##### PAGE TEXT #####

Reverse Engineering Compiler (REC) Tests
Some simple tests were performed on REC 1.6 for Linux.
Fibo/286
This test file is the same one used to test the 286 decompilers (dcc and Exe-2-C). It's pretty impressive that REC can handle this old code at all.
Original C source:
int main()
{ int i, numtimes, number;
unsigned value, fib();
printf("Input number of iterations: ");
scanf ("%d", &numtimes);
for (i = 1; i <= numtimes; i++)
{
printf ("Input number: ");
scanf ("%d", &number);
value = fib(number);
printf("fibonacci(%d) = %u\n", number, value);
}
exit(0);
}
unsigned fib(x) /* compute fibonacci number recursively */
int x;
{
if (x > 2)
return (fib(x - 1) + fib(x - 2));
else
return (1);
}
The disassembly for the
fib
function is
/* Procedure: 0x0000025B - 0x0000028A
* Argument size: 4
* Local size: 0
* Save regs size: 4
*/
L0000025B(A4)
/* unknown */ void A4;
{
if(A4 <= 2) {
ax = 1;
} else {
(save)L0000025B(A4 - 1);
dx = L0000025B(A4 + 65534);
(restore)ax;
ax = ax + dx;
}
}
As with Exe-2-C, push and pop are explicit (as
save
and
restore
), registers are still visible, and no attempt is made to join the semantics of individual instructions. Parameter type and return values are not present.
Here is the code for
main
:
/* Procedure: 0x000001FA - 0x0000025A
* Argument size: 0
* Local size: 4
* Save regs size: 8
*/
L000001FA()
{
/* unknown */ void si;
/* unknown */ void di;
/* unknown */ void Vfffffffc;
/* unknown */ void Vfffffffe;
L00000E11(0x194);
L0000169A(0x1b1, & Vfffffffc);
for(si = 1; si <= Vfffffffc; si = si + 1) {
L00000E11(0x1b4);
L0000169A(0x1c3, & Vfffffffe);
(save)L0000025B(Vfffffffe);
L00000E11(0x1c6, Vfffffffe);
}
return(L000002C7(0));
}
It has not recognised the library functions
printf
,
scanf
, and
exit
. It has recovered the for loop. There is no
restore
to correspond to the
save
(it has not realised that the save is actually passing a second parameter to
printf
). String constants are not recovered.
Fibo/Elf
Elf is a more modern binary file format, and it has some symbolic information (even in binary files "stripped" of their symbol tables). REC was able to find the name for functions
fib
and
main
, even when the symbols were stripped. Strangely, however, it failed to recover the string constants in the _un_stripped version.
Here is the original C source (
main
is a little different to the 286 Fibo program):
#include
int fib (int x)
{
if (x > 1)

##### LISTED RECORDS #####

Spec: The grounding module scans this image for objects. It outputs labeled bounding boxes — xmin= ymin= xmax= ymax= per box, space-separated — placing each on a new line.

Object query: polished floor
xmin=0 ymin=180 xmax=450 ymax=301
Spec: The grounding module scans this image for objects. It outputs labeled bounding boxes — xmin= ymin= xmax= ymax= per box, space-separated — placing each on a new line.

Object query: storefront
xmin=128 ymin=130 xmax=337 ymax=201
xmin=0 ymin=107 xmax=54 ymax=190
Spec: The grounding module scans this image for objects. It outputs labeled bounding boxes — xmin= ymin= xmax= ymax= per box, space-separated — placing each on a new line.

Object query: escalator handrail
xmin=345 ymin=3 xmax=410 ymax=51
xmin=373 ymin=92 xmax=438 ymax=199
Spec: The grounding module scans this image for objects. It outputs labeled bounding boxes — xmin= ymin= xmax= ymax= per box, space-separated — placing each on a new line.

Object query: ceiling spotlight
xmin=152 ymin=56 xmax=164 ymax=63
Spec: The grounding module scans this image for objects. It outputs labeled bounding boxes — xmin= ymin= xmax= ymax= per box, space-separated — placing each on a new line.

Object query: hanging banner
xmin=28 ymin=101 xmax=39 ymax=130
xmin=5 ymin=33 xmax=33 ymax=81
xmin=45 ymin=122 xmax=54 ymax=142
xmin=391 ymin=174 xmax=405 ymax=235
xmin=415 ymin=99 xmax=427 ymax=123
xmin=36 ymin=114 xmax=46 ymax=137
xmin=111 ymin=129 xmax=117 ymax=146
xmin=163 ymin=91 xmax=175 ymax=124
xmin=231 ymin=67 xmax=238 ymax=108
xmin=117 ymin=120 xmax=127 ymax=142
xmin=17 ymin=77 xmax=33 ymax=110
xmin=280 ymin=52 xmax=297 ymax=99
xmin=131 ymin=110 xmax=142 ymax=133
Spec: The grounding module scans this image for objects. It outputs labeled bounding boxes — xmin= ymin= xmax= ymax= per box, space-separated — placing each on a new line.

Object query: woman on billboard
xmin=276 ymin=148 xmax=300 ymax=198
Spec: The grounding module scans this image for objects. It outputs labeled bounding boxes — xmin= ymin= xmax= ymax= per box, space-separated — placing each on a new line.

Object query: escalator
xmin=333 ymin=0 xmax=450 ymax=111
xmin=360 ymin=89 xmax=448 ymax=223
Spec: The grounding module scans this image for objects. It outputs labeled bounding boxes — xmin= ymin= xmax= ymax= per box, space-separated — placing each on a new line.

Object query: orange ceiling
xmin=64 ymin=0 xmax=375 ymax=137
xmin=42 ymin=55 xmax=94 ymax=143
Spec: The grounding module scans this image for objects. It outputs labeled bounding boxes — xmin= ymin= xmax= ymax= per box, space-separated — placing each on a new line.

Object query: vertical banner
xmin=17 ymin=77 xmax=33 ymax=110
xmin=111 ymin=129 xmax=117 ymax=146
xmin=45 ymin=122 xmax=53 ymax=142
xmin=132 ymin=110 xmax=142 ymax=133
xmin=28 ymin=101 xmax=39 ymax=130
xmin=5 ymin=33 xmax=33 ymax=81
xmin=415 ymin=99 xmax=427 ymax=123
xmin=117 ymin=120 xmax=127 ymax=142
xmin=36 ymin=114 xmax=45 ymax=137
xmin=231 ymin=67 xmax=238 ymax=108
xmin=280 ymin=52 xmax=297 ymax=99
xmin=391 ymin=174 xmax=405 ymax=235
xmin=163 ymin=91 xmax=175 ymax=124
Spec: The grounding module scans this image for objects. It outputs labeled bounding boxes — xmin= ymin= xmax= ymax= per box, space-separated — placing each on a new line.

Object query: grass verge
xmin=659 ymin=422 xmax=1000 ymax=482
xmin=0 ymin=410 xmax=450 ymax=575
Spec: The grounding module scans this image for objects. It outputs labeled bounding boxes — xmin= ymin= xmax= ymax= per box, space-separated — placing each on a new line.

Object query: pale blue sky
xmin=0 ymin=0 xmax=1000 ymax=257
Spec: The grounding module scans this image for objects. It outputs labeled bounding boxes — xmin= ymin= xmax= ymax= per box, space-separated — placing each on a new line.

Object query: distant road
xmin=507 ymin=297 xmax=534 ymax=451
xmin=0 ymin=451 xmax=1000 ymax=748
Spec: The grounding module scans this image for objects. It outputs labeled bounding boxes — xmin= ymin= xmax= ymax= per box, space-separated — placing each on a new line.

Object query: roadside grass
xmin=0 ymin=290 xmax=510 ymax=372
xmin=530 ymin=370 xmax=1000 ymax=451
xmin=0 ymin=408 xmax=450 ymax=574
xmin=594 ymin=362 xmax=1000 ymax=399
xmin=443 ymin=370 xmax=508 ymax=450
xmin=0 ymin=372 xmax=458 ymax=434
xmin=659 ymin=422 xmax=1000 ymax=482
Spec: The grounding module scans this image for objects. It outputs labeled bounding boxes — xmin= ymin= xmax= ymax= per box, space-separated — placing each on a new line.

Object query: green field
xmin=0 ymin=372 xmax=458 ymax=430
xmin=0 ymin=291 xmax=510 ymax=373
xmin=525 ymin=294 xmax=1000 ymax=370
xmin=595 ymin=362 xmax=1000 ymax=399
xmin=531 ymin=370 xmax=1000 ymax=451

#####

## WRITTEN TASKS
a) Answer these from the REC test page:
(i) Which release of REC were the tests run on, and for which operating system?
(ii) Which library functions did REC fail to recognize in the 286 version of main?
(iii) In the Elf test, what did REC fail to recover in the unstripped version?
b) Carry on the REC decompiler test page from its final line, picking up inside the fib source shown there.

## EXERCISE RESULTS
a)
(i) REC 1.6 for Linux.
(ii) printf, scanf, and exit.
(iii) The string constants.

b)
return (fib(x - 1) + fib(x - 2));
else return (x);
}
int main (void)
{ int number, value;
printf ("Input number: ");
scanf ("%d", &number);
value = fib(number);
printf("fibonacci(%d) = %d\n", number, value);
return (0);
}
Here is the decompilation for
fib
:
/* Procedure: 0x08048798 - 0x080487C8
* Argument size: 4
* Local size: 0
* Save regs size: 8
*/
fib(A8)
/* unknown */ void A8;
{
/* unknown */ void esi;
if(A8 > 1) {
(save)A8 - 1;
esi = fib();
eax = fib(A8 - 2) + esi;
} else {
eax = A8;
}
}
It correctly generated the actual parameter for the second (recursive) call to
fib
, but in the first one it generated a
save
and no parameter. It correctly deals with the return value from the recursive calls to
fib
, but fails to emit a return statement. Again, the number of parameters is right, but the type is wrong.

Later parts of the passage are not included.